** BEGIN MATERIAL SHOWN **

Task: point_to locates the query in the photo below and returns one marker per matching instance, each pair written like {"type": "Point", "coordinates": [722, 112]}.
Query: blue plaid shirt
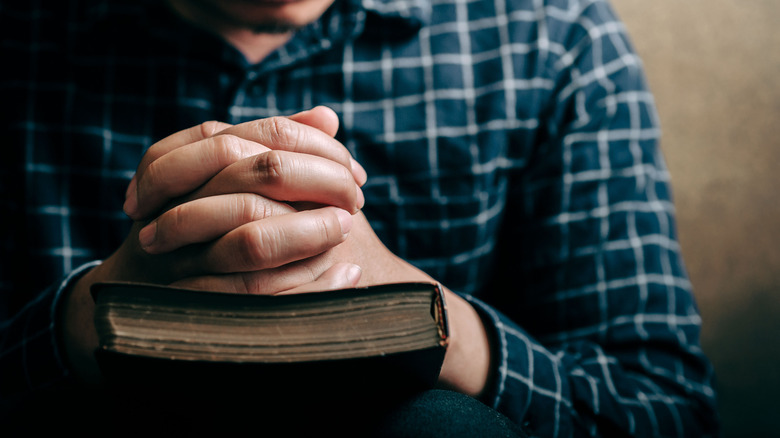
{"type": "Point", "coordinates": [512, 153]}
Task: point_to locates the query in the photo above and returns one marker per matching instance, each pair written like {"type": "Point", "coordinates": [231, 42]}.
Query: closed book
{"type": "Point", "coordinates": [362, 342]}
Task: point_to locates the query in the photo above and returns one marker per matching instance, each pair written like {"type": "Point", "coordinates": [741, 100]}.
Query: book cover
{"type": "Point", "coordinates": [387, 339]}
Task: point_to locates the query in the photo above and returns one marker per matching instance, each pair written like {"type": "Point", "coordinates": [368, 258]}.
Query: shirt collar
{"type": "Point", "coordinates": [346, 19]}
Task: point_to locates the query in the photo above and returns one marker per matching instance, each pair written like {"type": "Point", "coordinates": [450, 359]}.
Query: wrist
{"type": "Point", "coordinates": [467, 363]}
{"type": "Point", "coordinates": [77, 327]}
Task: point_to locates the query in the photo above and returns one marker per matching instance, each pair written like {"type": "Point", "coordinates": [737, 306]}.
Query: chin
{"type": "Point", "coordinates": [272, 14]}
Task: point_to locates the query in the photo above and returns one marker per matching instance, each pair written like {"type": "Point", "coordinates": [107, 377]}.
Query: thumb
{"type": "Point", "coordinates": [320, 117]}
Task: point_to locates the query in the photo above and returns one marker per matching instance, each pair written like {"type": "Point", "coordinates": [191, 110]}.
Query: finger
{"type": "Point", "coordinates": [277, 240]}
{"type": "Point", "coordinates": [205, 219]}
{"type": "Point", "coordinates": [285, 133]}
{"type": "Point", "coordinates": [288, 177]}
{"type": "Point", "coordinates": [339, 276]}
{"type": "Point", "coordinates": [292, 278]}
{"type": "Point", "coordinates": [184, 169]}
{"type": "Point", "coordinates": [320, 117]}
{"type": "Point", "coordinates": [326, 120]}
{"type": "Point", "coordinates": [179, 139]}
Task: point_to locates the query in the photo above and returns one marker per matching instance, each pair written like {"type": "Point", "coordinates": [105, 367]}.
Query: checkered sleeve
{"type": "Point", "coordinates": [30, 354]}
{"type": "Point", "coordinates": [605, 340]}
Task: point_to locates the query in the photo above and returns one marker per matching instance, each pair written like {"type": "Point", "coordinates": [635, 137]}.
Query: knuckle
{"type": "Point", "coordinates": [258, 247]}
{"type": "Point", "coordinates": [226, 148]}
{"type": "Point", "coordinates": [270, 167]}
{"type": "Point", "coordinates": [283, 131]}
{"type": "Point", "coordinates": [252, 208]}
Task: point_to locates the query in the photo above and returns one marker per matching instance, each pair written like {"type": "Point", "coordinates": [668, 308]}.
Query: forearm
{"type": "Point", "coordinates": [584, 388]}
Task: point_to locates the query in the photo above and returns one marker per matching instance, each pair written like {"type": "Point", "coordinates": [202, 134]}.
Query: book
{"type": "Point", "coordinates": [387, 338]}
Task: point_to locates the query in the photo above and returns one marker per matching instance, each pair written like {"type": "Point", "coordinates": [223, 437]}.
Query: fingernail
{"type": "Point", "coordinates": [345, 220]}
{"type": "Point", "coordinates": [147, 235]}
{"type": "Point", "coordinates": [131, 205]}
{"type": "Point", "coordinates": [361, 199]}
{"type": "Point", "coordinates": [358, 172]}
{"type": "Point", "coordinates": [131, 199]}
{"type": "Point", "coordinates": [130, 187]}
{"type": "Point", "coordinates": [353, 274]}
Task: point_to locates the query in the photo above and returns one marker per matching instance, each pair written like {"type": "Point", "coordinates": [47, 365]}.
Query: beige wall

** END MATERIAL SHOWN **

#### INSTRUCTIONS TO FOLLOW:
Extract from the data above every line that contains the string "book", copying each line in full.

#### EXERCISE RESPONSE:
Query: closed book
Query: book cover
Query: book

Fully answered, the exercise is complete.